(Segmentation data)
·····
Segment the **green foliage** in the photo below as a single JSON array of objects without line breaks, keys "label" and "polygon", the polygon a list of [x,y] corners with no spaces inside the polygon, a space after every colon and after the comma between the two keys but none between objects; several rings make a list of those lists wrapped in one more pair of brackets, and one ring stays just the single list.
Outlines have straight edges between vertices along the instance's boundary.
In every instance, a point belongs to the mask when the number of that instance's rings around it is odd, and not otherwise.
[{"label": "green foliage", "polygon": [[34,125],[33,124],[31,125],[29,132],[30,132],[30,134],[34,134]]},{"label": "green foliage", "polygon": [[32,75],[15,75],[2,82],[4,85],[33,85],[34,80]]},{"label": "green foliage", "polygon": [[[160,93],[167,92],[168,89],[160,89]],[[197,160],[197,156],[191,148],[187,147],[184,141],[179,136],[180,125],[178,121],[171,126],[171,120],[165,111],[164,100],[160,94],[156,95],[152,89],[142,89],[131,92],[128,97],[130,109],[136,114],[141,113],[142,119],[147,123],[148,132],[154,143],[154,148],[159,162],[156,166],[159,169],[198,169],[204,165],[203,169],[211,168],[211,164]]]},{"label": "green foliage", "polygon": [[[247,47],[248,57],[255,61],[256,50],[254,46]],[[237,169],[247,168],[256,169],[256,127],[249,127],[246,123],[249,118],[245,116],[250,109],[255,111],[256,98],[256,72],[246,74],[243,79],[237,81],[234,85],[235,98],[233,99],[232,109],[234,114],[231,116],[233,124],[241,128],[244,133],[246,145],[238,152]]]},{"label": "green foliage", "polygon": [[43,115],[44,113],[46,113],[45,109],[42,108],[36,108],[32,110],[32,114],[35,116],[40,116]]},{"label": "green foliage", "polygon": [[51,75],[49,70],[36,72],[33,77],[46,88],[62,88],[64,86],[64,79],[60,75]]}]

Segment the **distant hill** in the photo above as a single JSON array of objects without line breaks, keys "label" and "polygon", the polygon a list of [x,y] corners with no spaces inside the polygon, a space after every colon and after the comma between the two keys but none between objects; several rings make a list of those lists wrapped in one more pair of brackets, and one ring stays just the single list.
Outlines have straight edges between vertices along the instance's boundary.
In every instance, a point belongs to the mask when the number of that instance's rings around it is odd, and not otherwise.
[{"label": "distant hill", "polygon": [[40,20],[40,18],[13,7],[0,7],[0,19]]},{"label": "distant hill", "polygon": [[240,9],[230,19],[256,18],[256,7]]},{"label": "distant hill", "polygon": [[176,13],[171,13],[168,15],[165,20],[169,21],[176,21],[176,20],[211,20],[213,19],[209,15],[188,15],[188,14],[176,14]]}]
·····
EXERCISE. How many lines in the entries above contain the string "distant"? Case counts. Reply with the number alone.

EXERCISE RESPONSE. 2